What you will do:
[1] In the welcome letter, reproduce everything from "At times, I" down to "declining educational standards.".
[2] Decide whether each statement agrees with the welcome letter, answering yes or no and quoting the deciding words: (a) Shavit served in the Israeli military; (b) the book by Shavit offers easy answers; (c) Latin America is among the places abroad named as lurching from crisis to crisis.

Source passage:
_ _ _ _ _ _ _
Dear Students, Faculty and Staff,
Welcome to a new semester at Wake Forest. Whether you are embarking on your first experience on campus or you’re a familiar face on these grounds, we all approach this beginning with anticipation and uncovered potential. Together, we have the capacity to pursue new intellectual discoveries, create extraordinary relationships and seek to live as a community that cherishes innovation, virtue and civility.
This summer, I have been struck anew at the baffling complexity of our world. One book that I read underscored this reality: My Promised Land: The Triumph and Tragedy of Israel by Ari Shavit. A distinguished Israeli journalist, Shavit has lived a most interesting life, serving dutifully in the Israeli military and later as a peace activist. He gives a compelling case for the rightful identity of a homeland for the Jewish people, but at the same time objects strenuously to the ways Israel has disposed the Palestinians and continues to build settlements in occupied territory. The book offers great insight, but no easy answers. I came away with a deeper sense of the complexity of the issues and the limitations of my own understanding.
At times, I reach a similar conclusion about our own society. There seem to be no easy answers to the polarization of politics at home and a sluggish economy that makes it difficult for young people to find meaningful work. Racial tension continues to divide this country a full half-century after passage of major civil rights legislation. And as a society, we seem hamstrung in addressing the country’s major problems — whether immigration reform, the national debt, our crumbling infrastructure or declining educational standards.
Abroad, the world seems to lurch from one crisis to the next — in the Middle East, in Eastern Europe and in Africa. For so many problems, there are no ready solutions. Old dogmas, left or right, seem incapable of resolving chronic problems.
_ _ _ _ _ _ _
Listed entries:
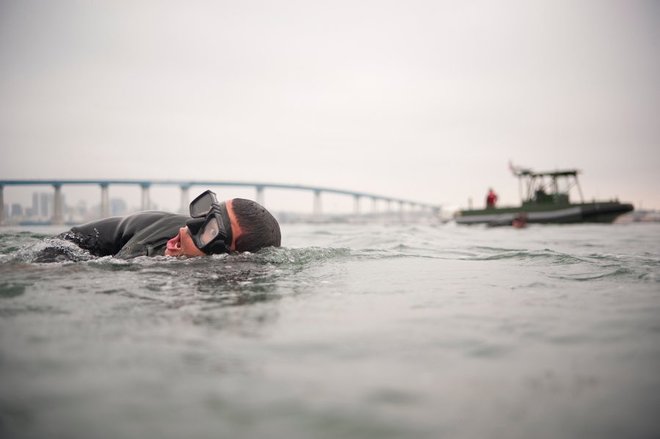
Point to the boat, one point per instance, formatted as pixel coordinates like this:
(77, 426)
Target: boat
(546, 199)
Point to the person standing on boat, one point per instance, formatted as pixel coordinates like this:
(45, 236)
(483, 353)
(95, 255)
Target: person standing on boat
(491, 199)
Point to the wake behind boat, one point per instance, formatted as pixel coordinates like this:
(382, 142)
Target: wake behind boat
(546, 200)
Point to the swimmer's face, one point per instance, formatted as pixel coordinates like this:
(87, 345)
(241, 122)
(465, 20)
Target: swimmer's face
(183, 245)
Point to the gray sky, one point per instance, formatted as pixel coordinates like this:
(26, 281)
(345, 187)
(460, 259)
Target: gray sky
(426, 100)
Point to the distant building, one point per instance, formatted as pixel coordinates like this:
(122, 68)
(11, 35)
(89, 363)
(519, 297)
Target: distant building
(43, 205)
(16, 210)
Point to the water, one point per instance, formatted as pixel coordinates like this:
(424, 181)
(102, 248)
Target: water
(356, 331)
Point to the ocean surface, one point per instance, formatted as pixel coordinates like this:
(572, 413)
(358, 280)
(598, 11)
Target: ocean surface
(349, 331)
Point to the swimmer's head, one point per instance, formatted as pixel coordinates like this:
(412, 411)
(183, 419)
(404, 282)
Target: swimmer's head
(241, 225)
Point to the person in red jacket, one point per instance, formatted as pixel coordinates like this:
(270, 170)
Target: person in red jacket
(491, 199)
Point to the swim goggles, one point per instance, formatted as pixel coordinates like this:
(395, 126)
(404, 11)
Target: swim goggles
(210, 227)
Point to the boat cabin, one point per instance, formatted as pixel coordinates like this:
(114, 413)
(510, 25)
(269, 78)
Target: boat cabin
(552, 187)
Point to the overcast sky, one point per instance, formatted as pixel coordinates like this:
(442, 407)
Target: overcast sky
(427, 100)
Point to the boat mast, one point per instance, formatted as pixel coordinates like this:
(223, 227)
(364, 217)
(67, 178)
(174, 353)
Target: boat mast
(577, 183)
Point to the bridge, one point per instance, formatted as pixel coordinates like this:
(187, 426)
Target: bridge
(185, 185)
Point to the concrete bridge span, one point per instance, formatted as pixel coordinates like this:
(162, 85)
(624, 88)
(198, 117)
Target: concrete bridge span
(185, 185)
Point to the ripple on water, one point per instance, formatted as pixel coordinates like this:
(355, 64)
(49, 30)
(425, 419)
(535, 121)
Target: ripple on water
(11, 289)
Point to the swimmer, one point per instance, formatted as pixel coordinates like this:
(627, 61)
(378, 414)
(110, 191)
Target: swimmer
(235, 225)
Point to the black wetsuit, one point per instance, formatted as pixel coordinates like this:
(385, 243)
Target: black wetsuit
(140, 234)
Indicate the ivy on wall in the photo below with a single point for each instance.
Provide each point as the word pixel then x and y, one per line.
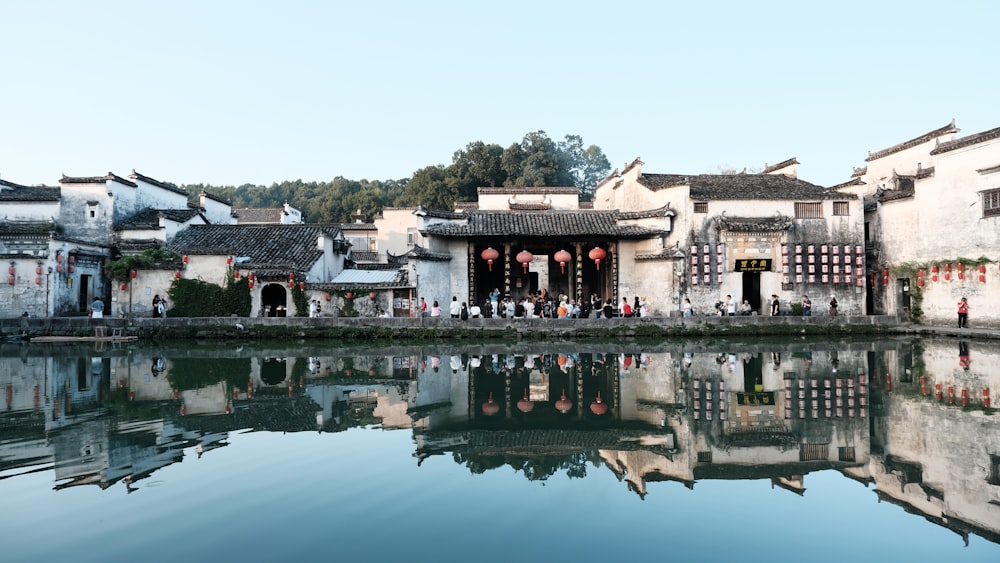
pixel 196 298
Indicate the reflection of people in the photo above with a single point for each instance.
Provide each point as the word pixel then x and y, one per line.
pixel 963 313
pixel 97 308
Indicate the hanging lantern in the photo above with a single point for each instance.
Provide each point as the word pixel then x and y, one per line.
pixel 563 258
pixel 597 254
pixel 525 258
pixel 599 407
pixel 490 254
pixel 564 405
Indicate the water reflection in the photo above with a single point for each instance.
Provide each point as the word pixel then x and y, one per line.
pixel 905 417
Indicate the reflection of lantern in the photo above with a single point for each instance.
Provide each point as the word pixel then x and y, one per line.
pixel 564 405
pixel 597 254
pixel 525 258
pixel 563 258
pixel 490 254
pixel 490 407
pixel 598 407
pixel 525 404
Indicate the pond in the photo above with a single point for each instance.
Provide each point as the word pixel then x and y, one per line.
pixel 694 450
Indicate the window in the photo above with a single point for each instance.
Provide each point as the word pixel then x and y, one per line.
pixel 808 210
pixel 991 203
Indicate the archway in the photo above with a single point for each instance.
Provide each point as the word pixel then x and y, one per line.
pixel 274 300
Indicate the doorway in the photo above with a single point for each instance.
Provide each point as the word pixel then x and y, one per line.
pixel 751 290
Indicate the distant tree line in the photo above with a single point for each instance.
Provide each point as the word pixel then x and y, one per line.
pixel 536 161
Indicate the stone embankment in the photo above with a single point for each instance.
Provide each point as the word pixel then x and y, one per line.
pixel 432 328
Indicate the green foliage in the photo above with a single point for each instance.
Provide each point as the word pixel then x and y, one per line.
pixel 196 298
pixel 536 160
pixel 300 302
pixel 121 269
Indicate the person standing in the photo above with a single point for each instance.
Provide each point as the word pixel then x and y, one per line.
pixel 97 309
_ _ _ _ _ _ _
Responses for each task:
[1]
At times, I reach a similar conclusion about our own society. There seem to be no easy answers to the polarization of politics at home and a sluggish economy that makes it difficult for young people to find meaningful work. Racial tension continues to divide this country a full half-century after passage of major civil rights legislation. And as a society, we seem hamstrung in addressing the country’s major problems — whether immigration reform, the national debt, our crumbling infrastructure or declining educational standards.

[2]
(a) Yes: "serving dutifully in the Israeli military"
(b) No: "The book offers great insight, but no easy answers."
(c) No: "in the Middle East, in Eastern Europe and in Africa"